_Directions for this task_
Output each line of the material exactly as it stands.

*** Input for this task ***

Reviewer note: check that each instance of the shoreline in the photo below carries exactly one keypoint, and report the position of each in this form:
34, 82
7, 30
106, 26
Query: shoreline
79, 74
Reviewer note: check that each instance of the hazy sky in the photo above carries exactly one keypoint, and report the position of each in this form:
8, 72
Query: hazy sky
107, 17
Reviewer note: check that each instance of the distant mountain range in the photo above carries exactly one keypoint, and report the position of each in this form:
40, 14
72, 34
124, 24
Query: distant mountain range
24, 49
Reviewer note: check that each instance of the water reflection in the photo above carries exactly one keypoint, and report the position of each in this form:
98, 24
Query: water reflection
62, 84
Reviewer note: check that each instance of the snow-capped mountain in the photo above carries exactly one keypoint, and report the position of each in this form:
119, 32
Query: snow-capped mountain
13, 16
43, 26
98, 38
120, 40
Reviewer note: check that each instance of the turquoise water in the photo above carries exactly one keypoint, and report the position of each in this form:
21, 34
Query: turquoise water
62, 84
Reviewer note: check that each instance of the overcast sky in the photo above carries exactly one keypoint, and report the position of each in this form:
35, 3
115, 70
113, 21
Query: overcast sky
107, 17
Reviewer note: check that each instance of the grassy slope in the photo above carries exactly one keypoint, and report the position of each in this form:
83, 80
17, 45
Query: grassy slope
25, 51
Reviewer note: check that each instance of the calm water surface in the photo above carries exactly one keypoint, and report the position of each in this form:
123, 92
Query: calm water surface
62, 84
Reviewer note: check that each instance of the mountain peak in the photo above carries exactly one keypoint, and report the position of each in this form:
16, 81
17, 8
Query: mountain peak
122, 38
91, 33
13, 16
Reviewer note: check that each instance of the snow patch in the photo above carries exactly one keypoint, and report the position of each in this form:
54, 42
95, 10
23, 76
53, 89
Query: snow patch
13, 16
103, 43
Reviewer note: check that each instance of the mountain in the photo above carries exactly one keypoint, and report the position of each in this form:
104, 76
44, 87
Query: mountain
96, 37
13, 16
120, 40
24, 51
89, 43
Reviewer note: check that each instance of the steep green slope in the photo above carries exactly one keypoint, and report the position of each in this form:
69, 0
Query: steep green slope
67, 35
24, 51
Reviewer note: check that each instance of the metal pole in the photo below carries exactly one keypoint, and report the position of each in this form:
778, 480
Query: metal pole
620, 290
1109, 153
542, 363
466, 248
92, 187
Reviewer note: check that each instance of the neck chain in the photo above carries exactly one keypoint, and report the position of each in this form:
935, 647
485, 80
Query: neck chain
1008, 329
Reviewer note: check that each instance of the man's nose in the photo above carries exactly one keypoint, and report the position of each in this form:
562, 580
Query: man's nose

***

_Answer to the problem_
Reviewer note: check that each instance of the shoreline in the photo below carries exactly one keypoint, and report the position of each in this form:
34, 82
7, 30
106, 26
Query: shoreline
79, 74
Reviewer note: check that each instance of the hazy sky in the photo above carries exactly one keypoint, and report the position of each in this form:
8, 72
Query: hazy sky
107, 17
Reviewer note: check that each instance of the distant mountain range in the photo above carries exactly one keypoint, and report the position of each in this form:
40, 14
72, 34
124, 24
Query: distant mountain range
24, 49
Reviewer note: check that each instance of the water reflection in the photo above carries exactly one keypoint, and report the position of each in this form:
98, 24
Query: water reflection
62, 84
Reviewer note: check that each instance of the snow-capped mountain in the photo above carries exactly one keypoint, and report the position of each in this form:
119, 32
Query: snow-capped mountain
13, 16
43, 26
98, 38
120, 40
Reviewer note: check that each instance of the turquoise water in the photo above carries exactly one keypoint, and report the position of each in this form:
21, 34
Query: turquoise water
62, 84
Reviewer note: check that each instance of the overcast sky in the photo above carries exactly one keypoint, and report the position of each in this form:
35, 3
115, 70
113, 21
Query: overcast sky
107, 17
Reviewer note: check that each instance of the grassy slope in the photo above carries exactly one keypoint, and report the position of each in this form:
83, 80
17, 45
Query: grassy slope
25, 51
Reviewer note: check that each instance of the calm water surface in the photo above carries exactly one keypoint, and report the position of each in this form:
123, 92
Query: calm water surface
62, 84
Reviewer note: check that each instance of the mountain peak in the photo above carries exactly one keypoint, and report the position of each in this form:
16, 81
17, 8
Query: mountain peak
122, 38
91, 33
13, 16
Reviewer note: check that each instance of the snow patch in the photo above carries exactly one keypoint, and report the position of each in this form:
54, 42
95, 10
23, 76
53, 89
Query: snow patch
13, 16
103, 43
Reviewer note: check that each instance of the mountain in the photo above carries exactly one keypoint, and report the position of each in this form:
104, 76
44, 87
Query: mountain
96, 37
13, 16
120, 40
24, 51
89, 43
Reviewer note: check that each instance of the steep green slope in the photo above carries exactly one keypoint, and report the position of each in this form:
69, 0
Query: steep green slope
67, 35
24, 51
Reviewer note: check that each instance of the metal pole in the photo below carries exactly one keypoint, and report the position of each in this form:
778, 480
Query: metal pole
620, 290
1109, 153
542, 363
466, 248
92, 187
Reviewer note: check that each instance of the neck chain in the photo above carries exactly one keypoint, and report the position of each in this form:
935, 647
485, 80
Query: neck chain
1008, 329
Reviewer note: check that each instance of the man's nose in the photo above carries exactly one keypoint, and report the position of each in this form:
562, 580
Query: man's nose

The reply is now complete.